**The input:**
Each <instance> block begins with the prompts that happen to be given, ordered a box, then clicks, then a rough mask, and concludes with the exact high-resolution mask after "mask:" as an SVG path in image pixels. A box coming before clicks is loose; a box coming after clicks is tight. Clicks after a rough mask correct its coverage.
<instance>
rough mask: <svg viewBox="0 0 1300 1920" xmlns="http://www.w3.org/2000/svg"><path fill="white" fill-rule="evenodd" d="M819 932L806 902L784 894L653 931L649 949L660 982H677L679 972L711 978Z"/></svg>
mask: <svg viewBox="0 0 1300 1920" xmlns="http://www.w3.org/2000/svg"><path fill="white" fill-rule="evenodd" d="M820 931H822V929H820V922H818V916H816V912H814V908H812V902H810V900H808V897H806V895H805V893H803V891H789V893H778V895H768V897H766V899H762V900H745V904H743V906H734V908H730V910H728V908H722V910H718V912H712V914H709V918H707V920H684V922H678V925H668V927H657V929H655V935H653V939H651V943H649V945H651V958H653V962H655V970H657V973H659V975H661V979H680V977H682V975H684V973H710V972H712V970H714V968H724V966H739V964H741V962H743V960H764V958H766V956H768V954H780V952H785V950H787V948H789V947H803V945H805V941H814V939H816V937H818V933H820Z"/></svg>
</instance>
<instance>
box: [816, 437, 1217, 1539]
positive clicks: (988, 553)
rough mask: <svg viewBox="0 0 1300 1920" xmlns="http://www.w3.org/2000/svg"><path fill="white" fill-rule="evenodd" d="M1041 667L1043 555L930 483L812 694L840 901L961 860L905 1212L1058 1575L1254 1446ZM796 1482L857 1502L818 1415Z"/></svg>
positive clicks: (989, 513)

**Problem statement:** Reproduce exactly the line containing "box: [816, 437, 1217, 1539]" and every line after it through the end of the records above, and nothing else.

**Answer to the problem:**
box: [816, 437, 1217, 1539]
positive clicks: (988, 553)
rough mask: <svg viewBox="0 0 1300 1920" xmlns="http://www.w3.org/2000/svg"><path fill="white" fill-rule="evenodd" d="M1041 667L1043 555L930 483L812 694L840 901L961 860L905 1212L1058 1575L1254 1446ZM796 1482L857 1502L818 1415Z"/></svg>
positive clicks: (989, 513)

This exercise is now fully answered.